Implicit memory operates beneath conscious awareness. It includes procedural memory (how to ride a bike), emotional conditioning (the felt sense of dread that precedes a certain kind of conversation), and body-based memory (bracing, constriction, collapse). Implicit memory does not require the hippocampus; it is distributed across the amygdala, basal ganglia, cerebellum, and body itself. It is non-narrative, non-temporal, and often non-verbal.
This distinction matters clinically because trauma, early attachment experiences, and overwhelming emotional events are disproportionately encoded implicitly. When the threat system is activated beyond a certain threshold, hippocampal encoding is suppressed. The narrative brain goes offline. What gets preserved is the body state, the emotional charge, the perceptual fragments — without a coherent story attached.
The result, for many clients, is what van der Kolk famously described: the body keeps the score. They experience symptoms — anxiety, emotional dysregulation, relational patterns, somatic complaints — that are generated by implicit memory, but they cannot retrieve the explicit memories that would explain or contextualize them. Or they have the explicit story but it is evacuated of felt sense, held at arm's length by dissociation or intellectualization.
The limits of verbal intervention
Standard talk therapy — cognitive restructuring, narrative exploration, even psychoeducation — primarily engages explicit memory systems. It is effective for a great deal of clinical work. But it runs up against its limits precisely with clients who most need help: those whose most formative experiences are encoded implicitly.

■ Extracted records:
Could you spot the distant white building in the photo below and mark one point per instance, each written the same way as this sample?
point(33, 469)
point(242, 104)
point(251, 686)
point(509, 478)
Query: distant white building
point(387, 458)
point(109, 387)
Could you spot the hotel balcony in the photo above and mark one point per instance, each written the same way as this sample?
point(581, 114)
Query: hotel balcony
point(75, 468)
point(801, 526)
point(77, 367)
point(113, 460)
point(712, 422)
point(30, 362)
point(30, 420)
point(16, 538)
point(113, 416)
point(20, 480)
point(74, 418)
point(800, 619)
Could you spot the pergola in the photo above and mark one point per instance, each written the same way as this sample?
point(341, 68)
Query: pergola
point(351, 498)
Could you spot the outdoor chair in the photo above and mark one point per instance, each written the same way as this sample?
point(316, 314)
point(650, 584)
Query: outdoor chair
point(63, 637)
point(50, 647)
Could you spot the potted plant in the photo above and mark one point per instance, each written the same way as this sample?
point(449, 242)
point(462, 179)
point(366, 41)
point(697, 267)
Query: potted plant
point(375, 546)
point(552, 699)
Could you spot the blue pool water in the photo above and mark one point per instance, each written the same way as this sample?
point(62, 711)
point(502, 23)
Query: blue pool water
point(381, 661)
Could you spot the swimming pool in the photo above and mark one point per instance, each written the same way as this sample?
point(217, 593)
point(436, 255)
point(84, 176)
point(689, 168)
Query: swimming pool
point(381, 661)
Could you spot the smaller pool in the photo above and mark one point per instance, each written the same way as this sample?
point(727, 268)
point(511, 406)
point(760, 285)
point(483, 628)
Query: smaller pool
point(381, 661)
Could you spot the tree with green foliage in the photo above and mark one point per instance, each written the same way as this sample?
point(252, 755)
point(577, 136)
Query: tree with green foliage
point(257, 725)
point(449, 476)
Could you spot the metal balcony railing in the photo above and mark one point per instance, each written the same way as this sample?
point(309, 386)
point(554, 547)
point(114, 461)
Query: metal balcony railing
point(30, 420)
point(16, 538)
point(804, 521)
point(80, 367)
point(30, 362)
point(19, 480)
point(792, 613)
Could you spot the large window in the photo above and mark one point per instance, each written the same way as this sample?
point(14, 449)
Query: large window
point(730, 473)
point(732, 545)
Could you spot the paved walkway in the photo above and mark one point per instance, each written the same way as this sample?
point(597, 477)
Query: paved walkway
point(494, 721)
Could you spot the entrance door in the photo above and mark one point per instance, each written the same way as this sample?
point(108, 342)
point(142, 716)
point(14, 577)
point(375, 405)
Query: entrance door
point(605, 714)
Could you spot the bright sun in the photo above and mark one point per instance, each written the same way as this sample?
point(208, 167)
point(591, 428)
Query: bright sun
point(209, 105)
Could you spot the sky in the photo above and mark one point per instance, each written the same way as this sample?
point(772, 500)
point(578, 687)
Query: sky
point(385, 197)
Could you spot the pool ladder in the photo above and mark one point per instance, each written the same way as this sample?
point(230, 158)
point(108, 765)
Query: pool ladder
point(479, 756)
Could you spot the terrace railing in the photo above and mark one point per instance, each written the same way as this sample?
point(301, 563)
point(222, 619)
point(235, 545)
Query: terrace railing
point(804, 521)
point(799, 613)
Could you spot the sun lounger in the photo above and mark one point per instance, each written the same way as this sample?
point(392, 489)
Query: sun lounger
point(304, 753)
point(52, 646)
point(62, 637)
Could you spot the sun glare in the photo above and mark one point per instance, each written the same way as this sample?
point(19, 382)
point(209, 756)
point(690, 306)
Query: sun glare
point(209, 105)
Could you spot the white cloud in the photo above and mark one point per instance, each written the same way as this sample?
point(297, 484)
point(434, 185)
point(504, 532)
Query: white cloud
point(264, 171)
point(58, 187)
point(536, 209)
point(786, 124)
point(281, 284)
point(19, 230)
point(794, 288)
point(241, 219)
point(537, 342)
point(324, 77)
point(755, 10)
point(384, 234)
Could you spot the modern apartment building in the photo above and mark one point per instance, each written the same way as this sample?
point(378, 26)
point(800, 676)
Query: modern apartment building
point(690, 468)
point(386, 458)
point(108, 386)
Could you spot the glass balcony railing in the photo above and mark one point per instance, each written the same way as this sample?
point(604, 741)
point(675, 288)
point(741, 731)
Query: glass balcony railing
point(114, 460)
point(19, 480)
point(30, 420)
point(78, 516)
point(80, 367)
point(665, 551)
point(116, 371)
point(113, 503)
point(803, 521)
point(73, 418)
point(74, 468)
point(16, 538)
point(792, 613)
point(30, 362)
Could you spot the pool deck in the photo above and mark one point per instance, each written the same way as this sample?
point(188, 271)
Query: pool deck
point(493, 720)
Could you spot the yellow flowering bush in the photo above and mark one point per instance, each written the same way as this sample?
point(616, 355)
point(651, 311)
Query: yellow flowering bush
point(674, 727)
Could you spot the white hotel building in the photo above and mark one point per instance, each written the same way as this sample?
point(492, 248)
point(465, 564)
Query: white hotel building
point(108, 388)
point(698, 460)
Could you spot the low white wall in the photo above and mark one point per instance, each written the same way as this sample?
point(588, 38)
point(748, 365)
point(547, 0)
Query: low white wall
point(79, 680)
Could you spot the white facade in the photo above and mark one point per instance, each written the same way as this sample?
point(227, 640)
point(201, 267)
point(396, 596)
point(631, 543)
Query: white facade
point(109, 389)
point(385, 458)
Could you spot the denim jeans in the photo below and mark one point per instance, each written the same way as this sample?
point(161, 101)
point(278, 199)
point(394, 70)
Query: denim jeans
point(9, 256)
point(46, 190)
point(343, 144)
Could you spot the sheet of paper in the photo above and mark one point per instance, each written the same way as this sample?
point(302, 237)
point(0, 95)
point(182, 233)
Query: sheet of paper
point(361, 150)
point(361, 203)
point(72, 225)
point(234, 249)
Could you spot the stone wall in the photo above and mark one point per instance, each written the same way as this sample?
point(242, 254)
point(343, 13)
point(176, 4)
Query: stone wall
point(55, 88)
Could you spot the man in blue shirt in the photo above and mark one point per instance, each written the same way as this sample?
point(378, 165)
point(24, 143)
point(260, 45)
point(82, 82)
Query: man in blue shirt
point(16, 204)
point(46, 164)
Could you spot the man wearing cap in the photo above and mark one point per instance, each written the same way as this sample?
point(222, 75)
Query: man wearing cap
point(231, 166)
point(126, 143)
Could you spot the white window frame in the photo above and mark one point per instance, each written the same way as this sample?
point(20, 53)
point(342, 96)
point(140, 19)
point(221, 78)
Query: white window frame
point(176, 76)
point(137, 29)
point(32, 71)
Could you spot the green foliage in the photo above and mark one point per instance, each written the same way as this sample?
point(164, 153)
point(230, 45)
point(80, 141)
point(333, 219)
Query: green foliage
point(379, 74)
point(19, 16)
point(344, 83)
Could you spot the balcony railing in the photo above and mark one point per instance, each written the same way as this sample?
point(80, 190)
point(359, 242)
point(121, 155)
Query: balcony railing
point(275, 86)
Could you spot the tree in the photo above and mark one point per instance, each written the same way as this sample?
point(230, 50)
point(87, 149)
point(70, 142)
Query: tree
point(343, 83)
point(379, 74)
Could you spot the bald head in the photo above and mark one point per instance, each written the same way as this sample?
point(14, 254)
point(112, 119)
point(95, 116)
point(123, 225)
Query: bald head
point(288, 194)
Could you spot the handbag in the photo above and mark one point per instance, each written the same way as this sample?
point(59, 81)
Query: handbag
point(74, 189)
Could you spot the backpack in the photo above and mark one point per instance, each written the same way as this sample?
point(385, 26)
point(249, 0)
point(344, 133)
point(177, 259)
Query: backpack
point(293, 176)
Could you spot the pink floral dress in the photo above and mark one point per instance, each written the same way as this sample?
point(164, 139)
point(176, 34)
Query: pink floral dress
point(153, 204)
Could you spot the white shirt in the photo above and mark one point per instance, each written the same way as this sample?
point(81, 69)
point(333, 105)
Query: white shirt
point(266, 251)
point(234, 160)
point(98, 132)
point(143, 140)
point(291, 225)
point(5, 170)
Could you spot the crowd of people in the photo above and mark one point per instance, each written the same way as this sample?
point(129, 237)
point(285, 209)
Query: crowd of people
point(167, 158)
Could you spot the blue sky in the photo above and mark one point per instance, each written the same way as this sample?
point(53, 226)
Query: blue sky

■ Assigned task: Which symptoms does the passage on implicit memory say clients experience as a result of implicit memory?

■ Written answer:
- anxiety
- emotional dysregulation
- relational patterns
- somatic complaints